# What to work on
From the article about the Seattle councilwoman, extract the passage between "In a statement" and "those charges excused.", inclusive, copying it word for word.

# Exercise text
A Seattle councilwoman who led an effort to defund the police and is proposing forgiving most misdemeanors called the police to her home after she became the victim of a crime.
The councilwoman, Lisa Herbold, called the police earlier this month after a man reportedly threw a rock through her window. Herbold said “she was on the west side of the living room near the kitchen when she heard a loud noise that sounded like a gunshot and dove into the kitchen for cover,” according to the police report.
A witness told police they saw a person they described as “unathletic and a bad runner” leaving the scene and would recognize the suspect if he saw him again. However, the witness declined to take an officer’s business card for a follow-up.
The incident came after Herbold spearheaded an effort over the summer to defund Seattle’s police, voting to approve cuts of about $3.5 million to the department’s budget. She has also led an effort in the city to dismiss most misdemeanor crimes if suspects can show symptoms of mental illness, addiction, or if they committed the crime out of a need to survive.
“It’s giving people an opportunity to tell their stories and giving judges and juries the opportunity to hear those stories and make a decision based on the values of our city,” Herbold told the City Council’s Public Safety Committee Committee.
In a statement to Fox News, Herbold defended her proposal and said accusations that she is attempting to legalize crimes are wrong.
“There are no crimes that I am ‘effectively pushing to make legal,’” she said.
Herbold’s proposal has the backing of King County Director of the Department of Public Defense Anita Khandelwal, who said people who commit crimes of needs should have those charges excused.
“In a situation where you took that sandwich because you were hungry and you were trying to meet your basic need of satisfying your hunger; we as the community will know that we should not punish that. That conduct is excused,” Khandelwal said during a council meeting earlier this month.
A Washington Examiner request for comment from Herbold’s office was not immediately returned.

# Entries provided
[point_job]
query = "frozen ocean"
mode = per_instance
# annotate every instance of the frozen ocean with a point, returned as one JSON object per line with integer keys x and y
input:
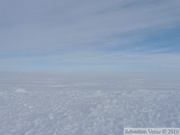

# Answer box
In a statement to Fox News, Herbold defended her proposal and said accusations that she is attempting to legalize crimes are wrong.
“There are no crimes that I am ‘effectively pushing to make legal,’” she said.
Herbold’s proposal has the backing of King County Director of the Department of Public Defense Anita Khandelwal, who said people who commit crimes of needs should have those charges excused.